PROMPT
Turn every line of the listing below into a Markdown table with the columns Row and Listing line, one numbered row per line. Leave out any blank lines.
## start
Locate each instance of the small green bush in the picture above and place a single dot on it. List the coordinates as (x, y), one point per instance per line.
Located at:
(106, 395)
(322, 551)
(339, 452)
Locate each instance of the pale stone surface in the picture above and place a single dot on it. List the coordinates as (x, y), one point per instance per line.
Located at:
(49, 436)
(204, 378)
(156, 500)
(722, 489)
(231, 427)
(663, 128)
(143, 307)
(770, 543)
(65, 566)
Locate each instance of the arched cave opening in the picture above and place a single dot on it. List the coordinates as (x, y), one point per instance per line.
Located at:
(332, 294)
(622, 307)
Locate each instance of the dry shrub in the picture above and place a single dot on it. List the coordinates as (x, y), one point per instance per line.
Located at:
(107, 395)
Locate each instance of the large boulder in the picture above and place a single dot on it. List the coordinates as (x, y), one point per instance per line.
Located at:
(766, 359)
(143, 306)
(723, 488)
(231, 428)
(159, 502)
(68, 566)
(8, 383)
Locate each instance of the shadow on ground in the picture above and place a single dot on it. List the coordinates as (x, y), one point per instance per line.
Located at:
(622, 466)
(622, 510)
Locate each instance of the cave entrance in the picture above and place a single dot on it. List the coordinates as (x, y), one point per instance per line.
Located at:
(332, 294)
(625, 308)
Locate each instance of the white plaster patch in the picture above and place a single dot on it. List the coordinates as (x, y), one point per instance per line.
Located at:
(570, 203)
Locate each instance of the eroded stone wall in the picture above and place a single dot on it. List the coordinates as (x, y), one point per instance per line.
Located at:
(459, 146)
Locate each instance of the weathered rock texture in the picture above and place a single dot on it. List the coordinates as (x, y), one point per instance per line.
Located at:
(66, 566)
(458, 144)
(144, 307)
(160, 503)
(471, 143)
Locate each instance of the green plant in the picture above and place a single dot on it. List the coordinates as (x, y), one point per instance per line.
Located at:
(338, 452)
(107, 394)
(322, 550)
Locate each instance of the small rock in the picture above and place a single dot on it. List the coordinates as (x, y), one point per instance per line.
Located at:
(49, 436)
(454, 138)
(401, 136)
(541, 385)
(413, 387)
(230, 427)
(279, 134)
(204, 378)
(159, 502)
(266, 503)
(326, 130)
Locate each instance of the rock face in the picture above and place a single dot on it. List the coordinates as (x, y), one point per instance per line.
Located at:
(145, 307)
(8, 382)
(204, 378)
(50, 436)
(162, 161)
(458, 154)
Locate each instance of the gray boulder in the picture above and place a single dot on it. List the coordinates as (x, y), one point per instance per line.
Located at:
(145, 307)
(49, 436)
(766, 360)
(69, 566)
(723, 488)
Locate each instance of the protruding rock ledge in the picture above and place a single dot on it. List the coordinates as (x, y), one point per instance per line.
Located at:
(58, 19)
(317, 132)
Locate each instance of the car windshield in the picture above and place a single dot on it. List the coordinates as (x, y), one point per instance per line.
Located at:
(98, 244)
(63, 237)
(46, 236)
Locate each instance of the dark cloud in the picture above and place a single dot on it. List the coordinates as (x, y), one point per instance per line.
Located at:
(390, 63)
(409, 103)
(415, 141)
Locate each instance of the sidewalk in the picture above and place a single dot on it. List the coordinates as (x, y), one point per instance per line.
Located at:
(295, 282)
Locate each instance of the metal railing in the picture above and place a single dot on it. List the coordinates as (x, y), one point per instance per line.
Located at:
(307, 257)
## end
EXPECTED ANSWER
| Row | Listing line |
|---|---|
| 1 | Locate each instance of the small green bush in the picture above and place a single dot on it. List the coordinates as (x, y), one point per instance per line. |
| 2 | Located at: |
| 3 | (106, 395) |
| 4 | (322, 551) |
| 5 | (339, 452) |
| 6 | Locate each instance of the pale stone surface in the picture above and place a single dot on it. List the coordinates as (x, y), one point per instance per line. |
| 7 | Located at: |
| 8 | (49, 436) |
| 9 | (204, 378) |
| 10 | (156, 500) |
| 11 | (722, 489) |
| 12 | (231, 427) |
| 13 | (663, 128) |
| 14 | (143, 307) |
| 15 | (770, 543) |
| 16 | (65, 566) |
| 17 | Locate each instance of the arched cave opening in the picture above and place a single dot on it. List the coordinates as (x, y), one point per instance per line. |
| 18 | Located at: |
| 19 | (332, 294) |
| 20 | (622, 307) |
| 21 | Locate each instance of the dry shrub in the picture above and place a single dot on it. List the coordinates as (x, y), one point per instance per line. |
| 22 | Located at: |
| 23 | (107, 395) |
| 24 | Locate each instance of the large boulder in the picture above and place a single dot on it. List the coordinates as (x, y), one point per instance per line. |
| 25 | Located at: |
| 26 | (766, 359) |
| 27 | (143, 306) |
| 28 | (723, 488) |
| 29 | (231, 428) |
| 30 | (159, 502) |
| 31 | (68, 566) |
| 32 | (8, 383) |
| 33 | Locate each instance of the shadow on ground in the picture above and place a single dot on it. List the coordinates as (x, y), one point per instance per line. |
| 34 | Located at: |
| 35 | (622, 466) |
| 36 | (622, 510) |
| 37 | Locate each instance of the cave entrance in the picture above and place a single dot on it. List the coordinates as (x, y), one point per instance per line. |
| 38 | Located at: |
| 39 | (332, 294) |
| 40 | (625, 308) |
| 41 | Locate each instance of the white plaster patch in the picture above and place a single dot on it. List the coordinates as (x, y), one point per instance per line. |
| 42 | Located at: |
| 43 | (570, 203) |
| 44 | Locate each instance of the eroded stone wall in the picture above and place a single dot on it. List the coordinates as (x, y), one point per instance per line. |
| 45 | Located at: |
| 46 | (459, 146) |
| 47 | Locate each instance of the weathered rock texture in the picture above and place a single dot on it. List the coordinates as (x, y), one point per instance per line. |
| 48 | Located at: |
| 49 | (66, 566) |
| 50 | (458, 144) |
| 51 | (144, 307) |
| 52 | (160, 503) |
| 53 | (471, 143) |
| 54 | Locate each instance of the green plant in the picture above and place a single dot on it. List the coordinates as (x, y), one point per instance per line. |
| 55 | Located at: |
| 56 | (338, 452) |
| 57 | (107, 394) |
| 58 | (322, 550) |
| 59 | Locate each instance of the small rock in the picture above and place a single dot on it. List the coordinates as (x, y), one point per instance per line. |
| 60 | Located at: |
| 61 | (49, 436) |
| 62 | (454, 138) |
| 63 | (401, 136) |
| 64 | (541, 385) |
| 65 | (413, 387) |
| 66 | (230, 427) |
| 67 | (279, 134) |
| 68 | (204, 378) |
| 69 | (159, 502) |
| 70 | (266, 503) |
| 71 | (326, 130) |
| 72 | Locate each instance of the rock face in the picture above and place a single dot on it. List the coordinates as (x, y), one point per instance per line. |
| 73 | Located at: |
| 74 | (145, 307) |
| 75 | (8, 382) |
| 76 | (204, 378) |
| 77 | (50, 436) |
| 78 | (162, 161) |
| 79 | (458, 154) |
| 80 | Locate each instance of the gray boulder in the picture above and place a single dot on it. List the coordinates as (x, y), one point per instance per line. |
| 81 | Located at: |
| 82 | (145, 307) |
| 83 | (49, 436) |
| 84 | (766, 360) |
| 85 | (69, 566) |
| 86 | (723, 488) |
| 87 | Locate each instance of the protruding rock ledge in the picture above and place a single dot on it. List the coordinates as (x, y), one point per instance per line. |
| 88 | Located at: |
| 89 | (58, 19) |
| 90 | (317, 132) |
| 91 | Locate each instance of the car windshield in the picture above and place a single dot on it. List the coordinates as (x, y), one point per instance per line. |
| 92 | Located at: |
| 93 | (98, 244) |
| 94 | (63, 237) |
| 95 | (46, 236) |
| 96 | Locate each instance of the dark cloud in the picture above and place a single dot on it. List the coordinates as (x, y), one point per instance per line. |
| 97 | Located at: |
| 98 | (390, 63) |
| 99 | (409, 103) |
| 100 | (415, 141) |
| 101 | Locate each instance of the sidewalk in the picture above and place a single dot on it. List the coordinates as (x, y), one point per instance per line. |
| 102 | Located at: |
| 103 | (295, 282) |
| 104 | Locate each instance of the metal railing in the picture above and place a single dot on it. List the coordinates as (x, y), one point per instance per line. |
| 105 | Located at: |
| 106 | (307, 257) |